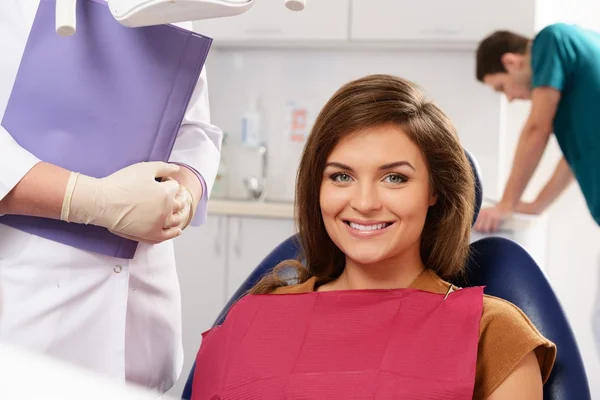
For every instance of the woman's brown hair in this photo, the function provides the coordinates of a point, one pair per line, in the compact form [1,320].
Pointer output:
[363,103]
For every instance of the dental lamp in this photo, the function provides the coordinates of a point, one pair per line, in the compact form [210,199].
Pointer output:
[138,13]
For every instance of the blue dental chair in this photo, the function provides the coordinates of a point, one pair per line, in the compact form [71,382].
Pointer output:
[508,272]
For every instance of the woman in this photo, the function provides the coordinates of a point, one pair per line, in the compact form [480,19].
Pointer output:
[385,200]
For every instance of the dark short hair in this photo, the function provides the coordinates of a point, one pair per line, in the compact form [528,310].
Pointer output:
[492,48]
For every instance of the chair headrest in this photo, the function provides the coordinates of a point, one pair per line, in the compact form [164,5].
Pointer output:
[478,186]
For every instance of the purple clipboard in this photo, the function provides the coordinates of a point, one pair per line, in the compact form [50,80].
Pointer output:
[105,98]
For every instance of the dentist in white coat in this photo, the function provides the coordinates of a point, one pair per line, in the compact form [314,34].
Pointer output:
[118,317]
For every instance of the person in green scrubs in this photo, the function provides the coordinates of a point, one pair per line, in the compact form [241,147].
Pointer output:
[559,71]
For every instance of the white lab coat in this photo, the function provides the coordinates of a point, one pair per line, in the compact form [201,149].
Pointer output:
[27,375]
[117,317]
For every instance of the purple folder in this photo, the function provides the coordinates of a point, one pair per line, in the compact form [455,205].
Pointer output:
[105,98]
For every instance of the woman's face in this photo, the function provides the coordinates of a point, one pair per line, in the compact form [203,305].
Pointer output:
[375,194]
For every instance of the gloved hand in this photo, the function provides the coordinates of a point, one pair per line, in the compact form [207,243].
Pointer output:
[183,213]
[130,202]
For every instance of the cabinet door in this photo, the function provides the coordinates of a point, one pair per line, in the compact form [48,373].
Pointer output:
[201,262]
[438,20]
[270,20]
[250,241]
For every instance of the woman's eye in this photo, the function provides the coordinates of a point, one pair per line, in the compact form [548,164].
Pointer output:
[341,177]
[395,179]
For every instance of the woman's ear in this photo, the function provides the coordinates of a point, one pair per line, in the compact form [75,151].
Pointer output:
[432,199]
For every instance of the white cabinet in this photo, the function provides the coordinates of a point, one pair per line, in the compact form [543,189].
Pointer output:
[270,20]
[438,20]
[251,240]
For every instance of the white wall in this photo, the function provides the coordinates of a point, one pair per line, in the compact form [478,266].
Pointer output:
[312,76]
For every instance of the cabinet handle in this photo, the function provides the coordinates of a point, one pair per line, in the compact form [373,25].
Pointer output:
[263,31]
[218,238]
[441,31]
[237,245]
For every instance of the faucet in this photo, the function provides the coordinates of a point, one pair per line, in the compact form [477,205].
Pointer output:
[257,187]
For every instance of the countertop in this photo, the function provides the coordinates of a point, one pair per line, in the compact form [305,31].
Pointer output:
[249,208]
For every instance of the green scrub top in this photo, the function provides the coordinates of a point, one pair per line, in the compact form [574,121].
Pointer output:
[567,58]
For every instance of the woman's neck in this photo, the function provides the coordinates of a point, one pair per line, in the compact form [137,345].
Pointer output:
[393,273]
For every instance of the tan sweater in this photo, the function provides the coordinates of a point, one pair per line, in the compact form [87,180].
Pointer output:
[505,338]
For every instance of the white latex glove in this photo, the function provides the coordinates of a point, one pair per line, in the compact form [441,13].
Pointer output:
[183,213]
[130,202]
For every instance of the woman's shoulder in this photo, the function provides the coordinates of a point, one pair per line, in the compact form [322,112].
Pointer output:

++++++++++++++++++++

PROMPT:
Make an exact reproduction of the listing above, without any pictures.

RIGHT ANSWER:
For every instance of the woman's brown hair in this photo, the function provides the coordinates of a point, one pair per line, in the compact form [1,320].
Pointer output:
[363,103]
For every instance of the dental lamp in this photo, the function provides the coordinates of a point, one pair per line, in the compact form [210,199].
Pointer output:
[138,13]
For every instance of the blue dental chair in this photo, the function provides the coordinates of a point, one pair per line, in the compact form [71,382].
Pointer output:
[508,272]
For every instance of the woman in this photo, the function provides the coordinates of a point, one pair per line, in the compact form [480,19].
Pointer output:
[385,200]
For every instance of the dark short hair in this photo, the function provides the coordinates of a point, one pair per line, in the compact form [528,310].
Pointer output:
[492,48]
For every instance of the chair headrest in this photo, the function provides the coordinates of a point, one pair per line, in the compact form [164,5].
Pointer output:
[478,186]
For every instance of the purple clipboard in this photo, the function provides the coordinates of a point, one pair per line, in the compact form [50,80].
Pointer output:
[105,98]
For every instance of the dentist in white coat in this photo, the function provides the coordinates of a point, one pair per line, in the compact form [314,34].
Pointer output:
[118,317]
For every instance of the person in green scrubs in this photo, the function provides the coordinates of a point, one pair per line, in the compact form [241,147].
Pointer output:
[559,71]
For every instance of the white lab coat in this photo, the function provides the coordinates of a point, one pair per line, in the compact form [201,149].
Pointer output:
[27,375]
[117,317]
For every instance of the purple folder in this photo, the function provides the coordinates of a point, one pair per line, in the compact form [455,205].
Pointer output:
[105,98]
For every instance of the woman's face in this photo, the function provides the coordinates of a point, one pair per line, in the compact form [203,305].
Pointer output:
[375,194]
For every instance of the gloved hand in this photo, the function provides the coordinates of a point, one pair per line, in the compact form [207,243].
Pointer output:
[183,213]
[130,202]
For every instance of the cabinet door in this photo, the function provides the coordinates of a point, one pair per line, in the compact form [48,373].
Pointer output:
[201,262]
[438,20]
[270,20]
[250,241]
For every instance of the woman's eye in this photo, the function provides the coordinates of a point, one pair per line, in the compact form [548,164].
Pointer output:
[341,177]
[395,179]
For every instance of the woman's ear in this photo, the function provides the coordinates of a point, one pair per line, in the compact form [75,151].
Pointer output:
[432,199]
For every instance of the white cabinet in this photo, the function provides the coordinates of a point, one pair per line, in the compact form [543,189].
Pointer output:
[270,20]
[438,20]
[251,240]
For every instance of the white wall in this photo, the function provides the coordinates of a point, one pair per line, in the compact form [478,266].
Pointer output:
[312,76]
For every instance of the cabinet handle in this photo, the function provides the coordinates of a point, one pair per line, in the compact form [373,25].
Pointer output:
[263,31]
[218,238]
[441,31]
[237,245]
For every instance of the faucet in this photo, the function provides the coordinates of a point, one pair per line, in the compact form [477,205].
Pointer output:
[257,187]
For every instance of the countertop in this photo, the function provides the coordinates of a point, one pair per line, in the compact form [305,31].
Pointer output:
[249,208]
For every instance of the green scrub top in this photo, the function provides the coordinates of a point, one pair per line, in the compact form [574,121].
Pointer output:
[567,58]
For every instance of the woman's neck in this photo, the function provides the coordinates of a point, one pair per line, in the compact form [137,345].
Pointer output:
[393,273]
For every instance of the tan sweater in this photo, the function provides the coordinates of a point, one pair per line, in the compact form [87,180].
Pointer output:
[505,338]
For every instance of the white latex glove in this photo, the function provides the coordinates of a point, one pair per line, in the compact form [441,13].
Pointer output:
[183,213]
[130,202]
For every instance of the woman's shoulder in this photo, the function provides the coordinates of a point, one pair per line, in the compact form [322,112].
Pointer output:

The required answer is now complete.